* **AUFGABEN ZUR ÜBUNG**:
- 1) Wiederhole aus dem DSDS-Text wortgetreu den Abschnitt, der mit den Worten „Die Vermarktung des“ einsetzt und mit „zum Abmelken drin?“ schließt.
- 2) Wo ließ sich Luca Hänni laut dem DSDS-Text im Auftrag der „Bravo“ fotografieren?

Im Motodrom DSDS ist kein Platz für Magie. Normalerweise. Hier steht der Pfusch-Pop auf dem Programm, der so klingt, wie Red Bull schmeckt: hundert Prozent künstlich, hundert Prozent knallig, hundert Prozent Kacke. Doch dann betrat ein junger Mann die Bühne. Ganz allein stand er da, das Mikrofon umklammert, und sang ein Lied, das ausnahmsweise mal nicht aus Leim und Zucker war: "Wonderful Life" von Hurts. Das war ein wirklich magischer Moment in der "Superstar"-Geschichte – vor fast genau einem Jahr, als der damals 16-jährige Sebastian Wurth im einsamen Scheinwerferlicht stand. Dieter Bohlens damaliger Kommentar, der gleich wieder alles kaputt machte: „Du hast die Leute viagramäßig hochbekommen.“
Dass Bohlen in diesem Jahr gerne den Schweizer Luca Hänni "viagramäßig hochbekommen" würde, nämlich auf den "Superstar"-Thron, ist bekannt. Woche für Woche bescheinigt er dem 17-jährigen Maurerlehrling mit dem Zementgrinsen eine perfekte Performance. Auch gestern wieder in der sechsten Mottoshow, als Hänni eben jenen Hurts-Song zum Besten gab. Seine Interpretation war so prickelnd wie Blasentee. Ohne Schnitzer zwar, aber auch ohne einen Funken Esprit spulte der Schweizer sein Repertoire herunter. Das besteht aus drei Bs: Bubi, Body und Belanglosigkeit.
Pin-up-Boy in der "Bravo"
Die Vermarktung des Schweizer Schwiegersöhnchens läuft schon auf Hochtouren. Im Auftrag der "Bravo" ließ er sich mit nacktem und ölverschmiertem Oberkörper in einer Autowerkstatt ablichten – als Pin-up-Boy für die feuchten Träume der jungen Leserinnen. Deren Fantasien hätte man sich im Jahr 2012, ehrlich gesagt, ein wenig ambitionierter vorgestellt. Was Hännis vornehmlichste Aufgabe ist, machte Bruce Darnell in der Show unmissverständlich klar. "Kannst du CDs verkaufen?", fragte er und gab gleich selbst die Antwort: "Ja!" Der Eidgenosse soll die nächste Hochleistungskuh im Stall von RTL werden. Doch ist in ihm wirklich dauerhaft was zum Abmelken drin?
Während Heidi Klum, der anderen Veteranin des deutschen Castingfernsehens, in ihrer aktuellen Staffel mit der Kandidatin Luisa tatsächlich erstmals ein wirkliches "Topmodel" zugelaufen sein könnte, hat Bohlen wieder keinen "Superstar" in seinen Reihen. Luca Hänni ist ein potentieller Bestseller für einen Sommer, mehr nicht. Selbst dafür sollte ihm ein Vocalcoach ein halbwegs knitterfreies Englisch beibringen, das nicht nach Ricola tönt. Sein Landsmann Jesse Ritch, Bohlens zweite Wahl, ist der bessere Sänger, aber noch eine Spur öder. Von seinen beiden Auftritten gestern blieben lediglich eine recht verstörende Gasmasken-Choreographie in Erinnerung und eine Kussattacke Bruce Darnells, der wieder wie auf Ritalin durch den Abend tobte.

* **DATENSÄTZE**:
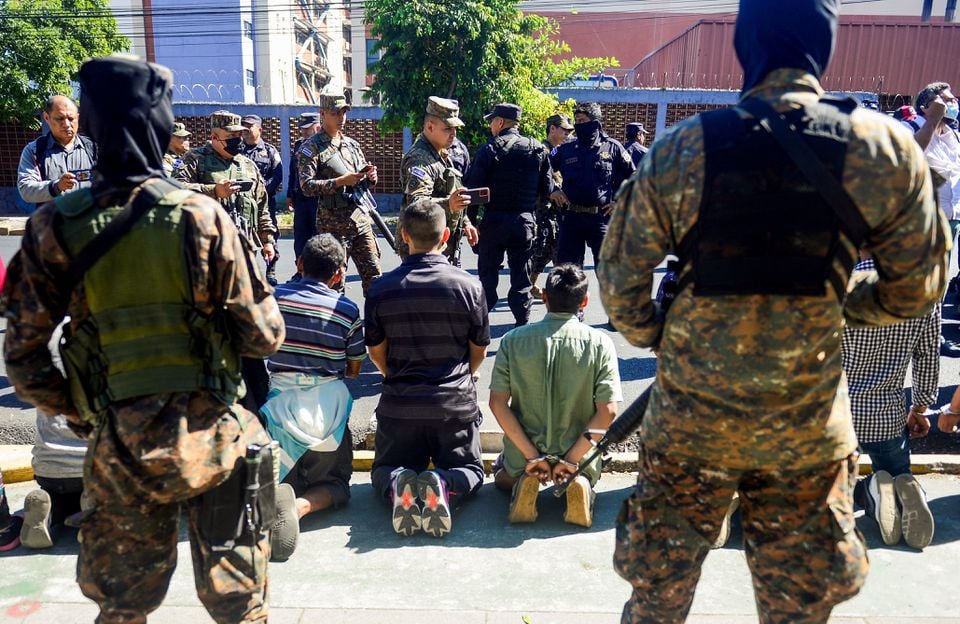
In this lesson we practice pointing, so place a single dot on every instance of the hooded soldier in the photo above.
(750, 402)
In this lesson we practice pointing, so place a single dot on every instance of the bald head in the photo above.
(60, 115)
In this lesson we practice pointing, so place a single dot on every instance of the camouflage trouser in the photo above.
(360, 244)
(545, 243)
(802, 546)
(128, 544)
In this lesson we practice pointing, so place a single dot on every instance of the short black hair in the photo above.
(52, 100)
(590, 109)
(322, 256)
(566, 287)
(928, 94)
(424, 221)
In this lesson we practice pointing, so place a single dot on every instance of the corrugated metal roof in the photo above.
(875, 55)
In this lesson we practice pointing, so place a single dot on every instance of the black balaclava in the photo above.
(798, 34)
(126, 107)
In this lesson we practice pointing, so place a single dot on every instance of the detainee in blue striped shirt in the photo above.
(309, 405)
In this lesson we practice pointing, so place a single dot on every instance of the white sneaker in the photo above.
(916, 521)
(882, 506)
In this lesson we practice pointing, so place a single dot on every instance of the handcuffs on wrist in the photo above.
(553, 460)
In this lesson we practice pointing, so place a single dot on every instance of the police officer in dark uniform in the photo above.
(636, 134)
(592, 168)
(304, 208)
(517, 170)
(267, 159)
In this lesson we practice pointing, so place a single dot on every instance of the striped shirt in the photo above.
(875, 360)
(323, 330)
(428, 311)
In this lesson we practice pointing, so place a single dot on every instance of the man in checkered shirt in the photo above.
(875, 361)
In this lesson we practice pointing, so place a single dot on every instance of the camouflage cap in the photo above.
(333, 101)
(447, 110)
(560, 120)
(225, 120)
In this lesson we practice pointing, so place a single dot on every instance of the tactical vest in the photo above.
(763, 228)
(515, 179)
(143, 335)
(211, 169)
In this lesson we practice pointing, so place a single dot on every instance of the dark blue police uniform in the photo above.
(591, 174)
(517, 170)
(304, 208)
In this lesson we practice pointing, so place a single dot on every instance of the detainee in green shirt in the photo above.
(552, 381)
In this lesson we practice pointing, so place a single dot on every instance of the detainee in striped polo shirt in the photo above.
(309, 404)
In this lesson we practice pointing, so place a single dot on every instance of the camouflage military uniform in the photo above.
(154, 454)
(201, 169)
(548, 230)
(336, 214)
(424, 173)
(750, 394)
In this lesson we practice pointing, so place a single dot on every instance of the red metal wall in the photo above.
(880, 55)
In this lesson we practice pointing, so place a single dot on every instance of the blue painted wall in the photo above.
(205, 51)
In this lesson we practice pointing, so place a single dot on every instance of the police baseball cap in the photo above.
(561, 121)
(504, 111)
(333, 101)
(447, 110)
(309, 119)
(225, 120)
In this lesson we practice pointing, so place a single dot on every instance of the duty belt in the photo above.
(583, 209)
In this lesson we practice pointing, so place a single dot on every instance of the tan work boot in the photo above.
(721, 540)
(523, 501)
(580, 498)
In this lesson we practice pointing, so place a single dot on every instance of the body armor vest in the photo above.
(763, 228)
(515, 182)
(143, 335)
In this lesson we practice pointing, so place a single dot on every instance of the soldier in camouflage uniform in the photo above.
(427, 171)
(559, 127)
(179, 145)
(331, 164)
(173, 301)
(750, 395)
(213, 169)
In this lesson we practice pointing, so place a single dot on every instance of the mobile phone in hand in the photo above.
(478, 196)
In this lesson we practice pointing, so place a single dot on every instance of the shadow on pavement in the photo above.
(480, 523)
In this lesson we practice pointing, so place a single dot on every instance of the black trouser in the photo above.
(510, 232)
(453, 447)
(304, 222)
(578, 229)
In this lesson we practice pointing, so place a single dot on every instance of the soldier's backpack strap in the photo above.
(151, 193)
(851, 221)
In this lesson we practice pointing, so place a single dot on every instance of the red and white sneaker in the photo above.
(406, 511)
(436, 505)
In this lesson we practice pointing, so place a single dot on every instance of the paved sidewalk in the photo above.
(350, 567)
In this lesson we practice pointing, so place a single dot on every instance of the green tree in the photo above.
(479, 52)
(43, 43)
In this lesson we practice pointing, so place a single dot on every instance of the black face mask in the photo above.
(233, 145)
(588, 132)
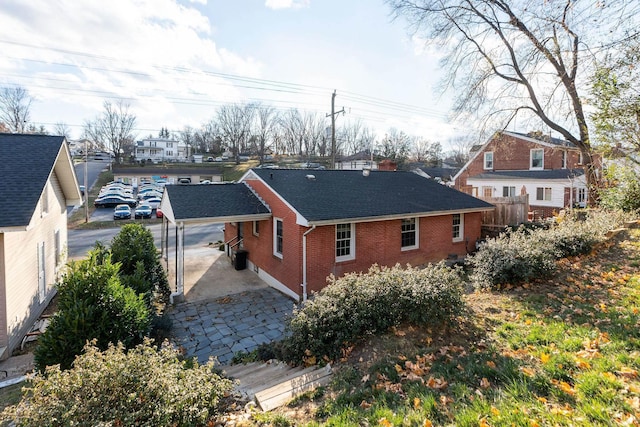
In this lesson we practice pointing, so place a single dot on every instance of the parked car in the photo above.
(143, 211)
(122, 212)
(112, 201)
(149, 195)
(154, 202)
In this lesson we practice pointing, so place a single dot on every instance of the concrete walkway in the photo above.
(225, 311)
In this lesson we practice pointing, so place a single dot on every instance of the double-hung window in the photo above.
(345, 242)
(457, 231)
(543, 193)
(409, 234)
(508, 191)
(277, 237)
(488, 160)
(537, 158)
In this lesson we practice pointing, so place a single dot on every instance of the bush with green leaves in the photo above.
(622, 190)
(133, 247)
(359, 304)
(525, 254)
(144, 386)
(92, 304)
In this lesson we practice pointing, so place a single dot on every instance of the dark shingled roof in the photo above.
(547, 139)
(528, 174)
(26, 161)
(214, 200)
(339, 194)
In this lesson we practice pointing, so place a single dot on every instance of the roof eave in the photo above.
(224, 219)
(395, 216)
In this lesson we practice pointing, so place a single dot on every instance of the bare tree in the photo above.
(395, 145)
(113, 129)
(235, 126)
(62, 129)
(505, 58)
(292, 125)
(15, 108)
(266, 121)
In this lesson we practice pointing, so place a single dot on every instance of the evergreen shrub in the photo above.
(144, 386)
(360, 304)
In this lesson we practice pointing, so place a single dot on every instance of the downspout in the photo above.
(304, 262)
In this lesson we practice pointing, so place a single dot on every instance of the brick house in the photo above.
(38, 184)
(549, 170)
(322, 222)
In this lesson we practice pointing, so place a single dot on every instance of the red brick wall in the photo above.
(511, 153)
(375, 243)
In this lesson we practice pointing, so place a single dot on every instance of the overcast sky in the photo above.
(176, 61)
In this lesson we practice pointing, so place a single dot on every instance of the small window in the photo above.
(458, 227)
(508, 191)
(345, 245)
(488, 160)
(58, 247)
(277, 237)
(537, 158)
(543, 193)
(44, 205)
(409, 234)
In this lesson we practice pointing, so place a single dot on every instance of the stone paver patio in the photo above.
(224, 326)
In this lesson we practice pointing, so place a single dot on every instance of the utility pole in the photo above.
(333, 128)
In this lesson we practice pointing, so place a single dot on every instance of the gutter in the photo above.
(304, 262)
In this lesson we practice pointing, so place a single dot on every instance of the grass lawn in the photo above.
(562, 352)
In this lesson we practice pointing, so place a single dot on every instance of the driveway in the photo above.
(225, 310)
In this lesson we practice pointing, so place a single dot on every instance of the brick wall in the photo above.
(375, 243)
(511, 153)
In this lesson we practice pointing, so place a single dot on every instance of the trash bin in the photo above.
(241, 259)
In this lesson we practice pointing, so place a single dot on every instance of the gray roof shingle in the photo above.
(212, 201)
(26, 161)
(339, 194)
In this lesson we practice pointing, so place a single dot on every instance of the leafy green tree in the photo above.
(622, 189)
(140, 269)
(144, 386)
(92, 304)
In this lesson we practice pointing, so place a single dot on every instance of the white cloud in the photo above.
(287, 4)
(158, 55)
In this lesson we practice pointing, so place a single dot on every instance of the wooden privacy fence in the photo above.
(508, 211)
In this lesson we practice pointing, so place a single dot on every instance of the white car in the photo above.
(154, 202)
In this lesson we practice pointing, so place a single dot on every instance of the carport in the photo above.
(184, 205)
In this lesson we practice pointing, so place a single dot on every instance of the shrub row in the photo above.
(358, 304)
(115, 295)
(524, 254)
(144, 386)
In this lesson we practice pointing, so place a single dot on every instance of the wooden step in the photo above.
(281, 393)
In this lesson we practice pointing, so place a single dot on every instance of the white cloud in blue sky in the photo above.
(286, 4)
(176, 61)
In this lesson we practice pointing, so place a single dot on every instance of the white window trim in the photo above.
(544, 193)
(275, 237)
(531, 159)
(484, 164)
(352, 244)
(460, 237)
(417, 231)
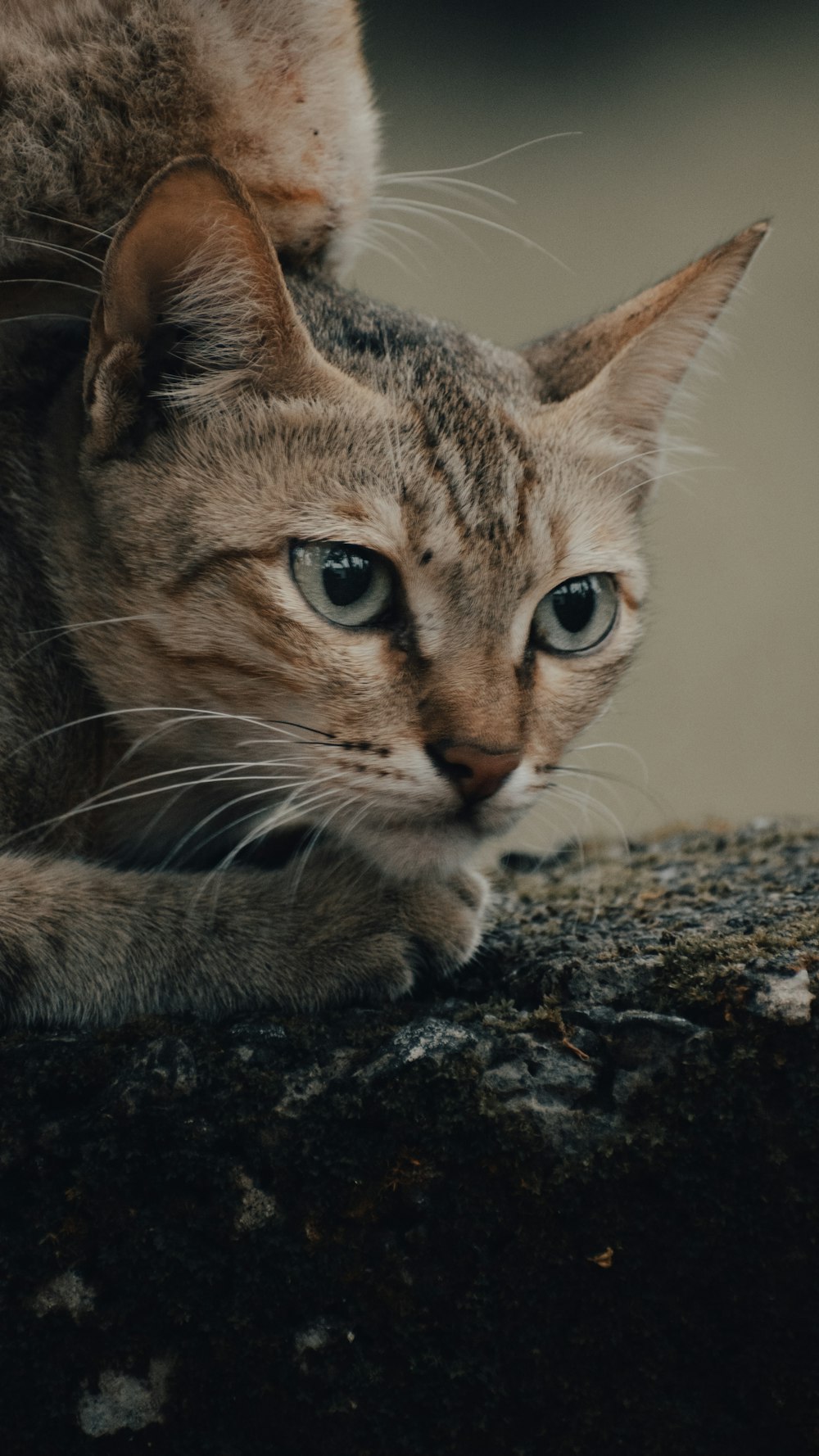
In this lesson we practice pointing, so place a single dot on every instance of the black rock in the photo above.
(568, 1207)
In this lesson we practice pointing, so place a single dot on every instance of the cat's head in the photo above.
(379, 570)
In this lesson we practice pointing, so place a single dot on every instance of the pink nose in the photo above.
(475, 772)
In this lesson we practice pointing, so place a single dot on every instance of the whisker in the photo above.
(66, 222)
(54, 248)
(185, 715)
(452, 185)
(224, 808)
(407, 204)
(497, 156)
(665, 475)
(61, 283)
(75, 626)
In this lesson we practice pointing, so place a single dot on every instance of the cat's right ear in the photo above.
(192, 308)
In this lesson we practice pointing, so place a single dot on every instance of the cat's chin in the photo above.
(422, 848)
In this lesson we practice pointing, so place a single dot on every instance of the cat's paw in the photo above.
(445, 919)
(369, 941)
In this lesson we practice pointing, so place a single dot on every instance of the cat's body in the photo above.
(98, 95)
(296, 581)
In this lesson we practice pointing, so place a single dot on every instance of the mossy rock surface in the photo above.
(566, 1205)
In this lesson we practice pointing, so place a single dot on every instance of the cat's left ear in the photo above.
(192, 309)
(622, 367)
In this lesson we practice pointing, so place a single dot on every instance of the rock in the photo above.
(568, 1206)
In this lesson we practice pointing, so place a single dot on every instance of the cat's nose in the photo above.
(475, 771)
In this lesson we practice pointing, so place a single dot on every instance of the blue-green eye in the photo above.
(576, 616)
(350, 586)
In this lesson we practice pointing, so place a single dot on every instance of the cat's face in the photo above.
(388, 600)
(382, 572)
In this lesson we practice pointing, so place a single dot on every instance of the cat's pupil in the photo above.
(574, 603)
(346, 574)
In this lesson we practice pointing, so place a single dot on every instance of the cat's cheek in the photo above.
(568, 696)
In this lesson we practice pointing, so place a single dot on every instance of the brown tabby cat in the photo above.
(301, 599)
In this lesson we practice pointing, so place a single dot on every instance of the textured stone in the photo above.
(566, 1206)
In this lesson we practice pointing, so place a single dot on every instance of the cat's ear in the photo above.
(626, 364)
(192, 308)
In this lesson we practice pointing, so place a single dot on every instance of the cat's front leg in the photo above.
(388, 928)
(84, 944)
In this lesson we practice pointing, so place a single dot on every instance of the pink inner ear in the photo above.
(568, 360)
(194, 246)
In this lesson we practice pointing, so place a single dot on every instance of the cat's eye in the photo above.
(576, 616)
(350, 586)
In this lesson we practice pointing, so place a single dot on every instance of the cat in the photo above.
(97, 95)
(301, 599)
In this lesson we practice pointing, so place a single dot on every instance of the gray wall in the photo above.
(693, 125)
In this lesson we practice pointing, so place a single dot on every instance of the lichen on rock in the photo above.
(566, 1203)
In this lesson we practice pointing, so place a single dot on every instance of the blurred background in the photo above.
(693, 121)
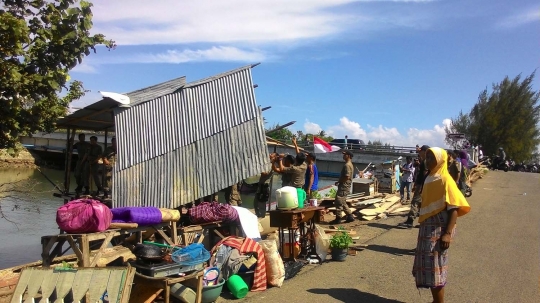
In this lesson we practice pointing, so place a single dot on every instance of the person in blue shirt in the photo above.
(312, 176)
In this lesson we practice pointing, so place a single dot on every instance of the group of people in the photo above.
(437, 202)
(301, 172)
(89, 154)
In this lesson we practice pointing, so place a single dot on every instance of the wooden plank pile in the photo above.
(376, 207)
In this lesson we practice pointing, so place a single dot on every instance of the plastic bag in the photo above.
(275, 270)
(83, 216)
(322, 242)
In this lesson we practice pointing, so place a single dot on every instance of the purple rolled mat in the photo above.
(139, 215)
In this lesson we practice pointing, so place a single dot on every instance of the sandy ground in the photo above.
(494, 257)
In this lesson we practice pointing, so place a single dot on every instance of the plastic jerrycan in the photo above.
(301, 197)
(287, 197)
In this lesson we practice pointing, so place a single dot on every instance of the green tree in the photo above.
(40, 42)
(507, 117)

* **DIE ANTWORTEN**:
- 1)
Die Vermarktung des Schweizer Schwiegersöhnchens läuft schon auf Hochtouren. Im Auftrag der "Bravo" ließ er sich mit nacktem und ölverschmiertem Oberkörper in einer Autowerkstatt ablichten – als Pin-up-Boy für die feuchten Träume der jungen Leserinnen. Deren Fantasien hätte man sich im Jahr 2012, ehrlich gesagt, ein wenig ambitionierter vorgestellt. Was Hännis vornehmlichste Aufgabe ist, machte Bruce Darnell in der Show unmissverständlich klar. "Kannst du CDs verkaufen?", fragte er und gab gleich selbst die Antwort: "Ja!" Der Eidgenosse soll die nächste Hochleistungskuh im Stall von RTL werden. Doch ist in ihm wirklich dauerhaft was zum Abmelken drin?

- 2) In einer Autowerkstatt, mit nacktem und ölverschmiertem Oberkörper.